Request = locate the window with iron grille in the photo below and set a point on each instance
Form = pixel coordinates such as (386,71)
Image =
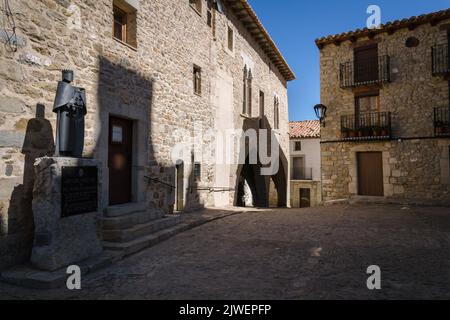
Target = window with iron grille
(276,113)
(248,78)
(230,38)
(197,5)
(125,23)
(197,171)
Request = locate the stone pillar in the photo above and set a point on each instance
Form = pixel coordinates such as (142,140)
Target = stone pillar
(66,235)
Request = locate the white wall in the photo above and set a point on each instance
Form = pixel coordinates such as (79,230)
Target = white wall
(311,152)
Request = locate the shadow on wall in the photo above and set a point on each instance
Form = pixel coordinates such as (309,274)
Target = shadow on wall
(253,189)
(128,143)
(38,142)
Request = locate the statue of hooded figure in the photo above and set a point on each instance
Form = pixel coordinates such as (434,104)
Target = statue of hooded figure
(70,107)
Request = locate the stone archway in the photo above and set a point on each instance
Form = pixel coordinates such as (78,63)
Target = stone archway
(251,186)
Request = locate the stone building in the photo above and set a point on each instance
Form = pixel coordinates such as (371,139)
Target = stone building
(306,188)
(386,132)
(154,71)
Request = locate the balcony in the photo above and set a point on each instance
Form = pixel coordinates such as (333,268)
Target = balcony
(367,126)
(302,174)
(442,122)
(441,60)
(365,72)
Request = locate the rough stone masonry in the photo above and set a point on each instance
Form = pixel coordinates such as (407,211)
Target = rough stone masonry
(148,81)
(415,162)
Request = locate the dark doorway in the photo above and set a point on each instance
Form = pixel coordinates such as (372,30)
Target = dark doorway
(261,109)
(120,160)
(366,64)
(179,185)
(370,174)
(305,198)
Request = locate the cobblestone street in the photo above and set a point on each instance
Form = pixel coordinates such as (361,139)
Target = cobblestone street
(318,253)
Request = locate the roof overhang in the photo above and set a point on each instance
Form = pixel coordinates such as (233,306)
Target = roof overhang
(248,17)
(389,28)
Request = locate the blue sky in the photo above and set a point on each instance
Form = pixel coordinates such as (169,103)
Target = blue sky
(295,24)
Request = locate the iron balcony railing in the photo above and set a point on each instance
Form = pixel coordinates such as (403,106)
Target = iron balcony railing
(302,174)
(441,59)
(364,72)
(366,126)
(442,122)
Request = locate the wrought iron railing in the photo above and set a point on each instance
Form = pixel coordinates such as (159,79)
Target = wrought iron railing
(441,59)
(302,174)
(442,122)
(363,72)
(366,126)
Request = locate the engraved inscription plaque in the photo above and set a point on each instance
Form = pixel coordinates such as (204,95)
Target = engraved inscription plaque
(79,190)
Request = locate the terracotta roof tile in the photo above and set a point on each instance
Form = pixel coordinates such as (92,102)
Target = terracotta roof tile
(433,18)
(304,129)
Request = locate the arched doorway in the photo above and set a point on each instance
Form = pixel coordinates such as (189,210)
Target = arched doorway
(251,186)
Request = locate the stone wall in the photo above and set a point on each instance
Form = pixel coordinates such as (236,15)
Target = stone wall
(415,163)
(150,84)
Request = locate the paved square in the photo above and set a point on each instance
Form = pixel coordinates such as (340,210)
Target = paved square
(317,253)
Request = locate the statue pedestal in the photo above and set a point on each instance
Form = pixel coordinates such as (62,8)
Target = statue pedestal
(66,212)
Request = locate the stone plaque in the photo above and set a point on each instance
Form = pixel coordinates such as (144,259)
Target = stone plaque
(79,190)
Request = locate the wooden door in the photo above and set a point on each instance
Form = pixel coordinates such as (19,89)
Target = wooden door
(120,160)
(305,198)
(366,64)
(370,174)
(179,185)
(298,168)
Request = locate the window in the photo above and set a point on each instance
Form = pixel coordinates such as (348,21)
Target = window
(209,9)
(197,80)
(276,113)
(230,39)
(366,64)
(197,171)
(120,24)
(125,23)
(367,110)
(247,108)
(261,104)
(197,5)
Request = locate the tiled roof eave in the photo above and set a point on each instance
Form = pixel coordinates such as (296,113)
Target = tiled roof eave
(246,14)
(389,27)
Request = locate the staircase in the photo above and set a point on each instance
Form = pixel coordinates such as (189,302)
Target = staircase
(131,228)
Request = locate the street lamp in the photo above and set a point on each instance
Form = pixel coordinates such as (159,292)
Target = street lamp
(321,113)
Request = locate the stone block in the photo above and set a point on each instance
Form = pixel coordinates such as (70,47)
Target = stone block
(11,70)
(11,105)
(11,138)
(59,241)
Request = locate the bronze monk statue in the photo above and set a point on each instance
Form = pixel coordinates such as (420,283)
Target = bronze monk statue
(70,107)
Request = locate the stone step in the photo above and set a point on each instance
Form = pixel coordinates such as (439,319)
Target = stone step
(129,220)
(134,246)
(125,209)
(140,230)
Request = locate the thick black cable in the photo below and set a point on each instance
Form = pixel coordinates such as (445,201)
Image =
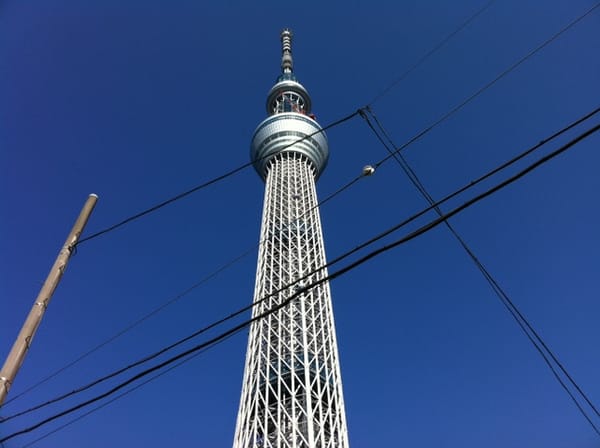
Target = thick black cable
(514,311)
(147,316)
(118,397)
(332,262)
(488,85)
(346,118)
(207,183)
(114,337)
(329,264)
(412,235)
(430,53)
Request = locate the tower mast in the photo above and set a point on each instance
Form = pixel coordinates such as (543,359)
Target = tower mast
(292,390)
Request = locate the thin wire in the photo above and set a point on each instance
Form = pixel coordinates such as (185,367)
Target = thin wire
(207,183)
(489,84)
(139,321)
(423,229)
(127,392)
(430,53)
(120,333)
(346,118)
(523,323)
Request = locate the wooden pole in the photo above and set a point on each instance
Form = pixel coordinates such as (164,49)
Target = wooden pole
(23,342)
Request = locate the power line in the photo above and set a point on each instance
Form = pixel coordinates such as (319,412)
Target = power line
(206,184)
(340,272)
(348,117)
(430,53)
(143,319)
(118,397)
(332,262)
(489,84)
(521,320)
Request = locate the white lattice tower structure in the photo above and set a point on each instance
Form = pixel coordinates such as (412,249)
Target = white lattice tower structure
(292,389)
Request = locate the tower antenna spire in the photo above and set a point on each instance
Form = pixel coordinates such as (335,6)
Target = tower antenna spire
(287,64)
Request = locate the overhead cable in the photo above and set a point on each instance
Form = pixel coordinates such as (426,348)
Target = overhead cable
(421,230)
(488,85)
(334,261)
(143,319)
(206,184)
(517,315)
(431,52)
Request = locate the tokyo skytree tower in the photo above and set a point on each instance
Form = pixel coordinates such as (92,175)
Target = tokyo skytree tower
(292,389)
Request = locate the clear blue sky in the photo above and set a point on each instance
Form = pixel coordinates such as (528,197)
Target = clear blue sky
(137,101)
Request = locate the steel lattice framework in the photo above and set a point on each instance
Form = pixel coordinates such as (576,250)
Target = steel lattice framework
(292,390)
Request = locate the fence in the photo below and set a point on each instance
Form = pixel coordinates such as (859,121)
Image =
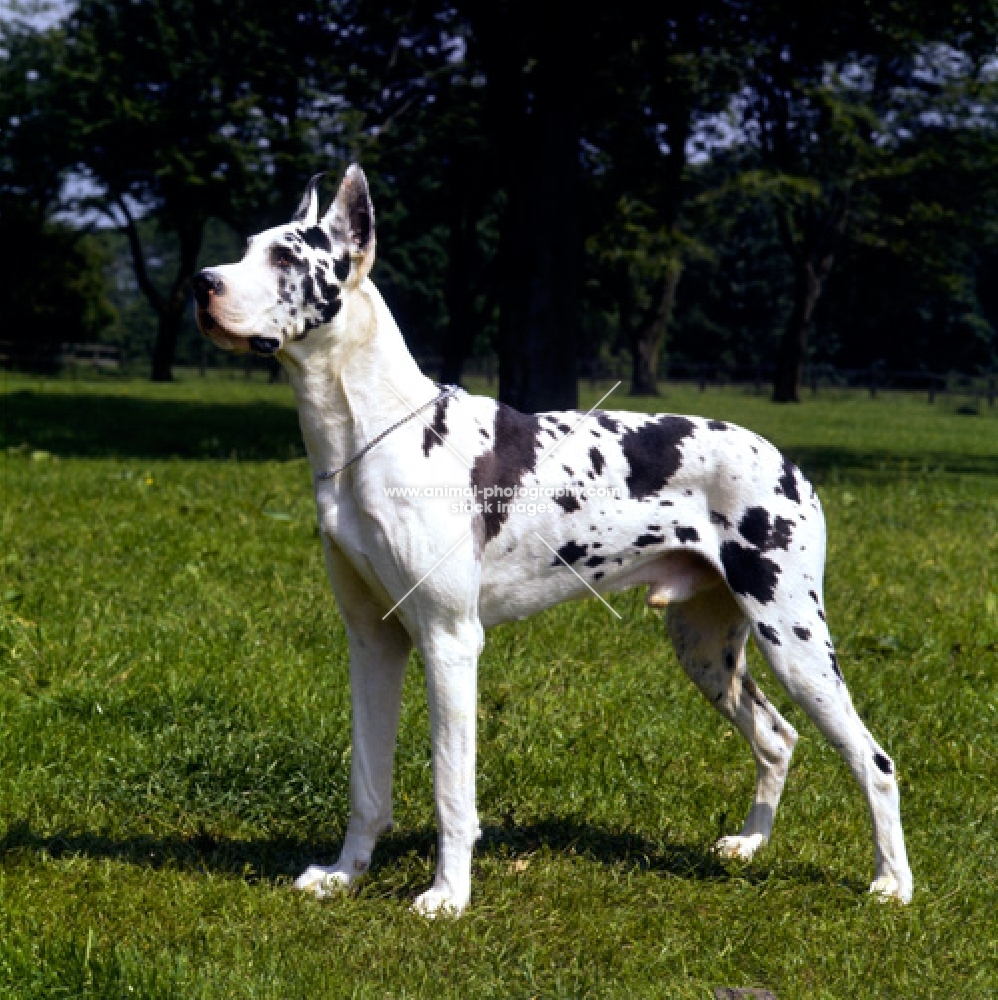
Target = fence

**********

TASK — Which lines in the listing hold the word "below"? Copy them out.

TASK RESULT —
Request = locate the window with iron grille in the photo below and set a point on each instance
Request = locate the thick black cable in the photo below and set a point on each instance
Request = locate the fence in the photo below and set a point on each instance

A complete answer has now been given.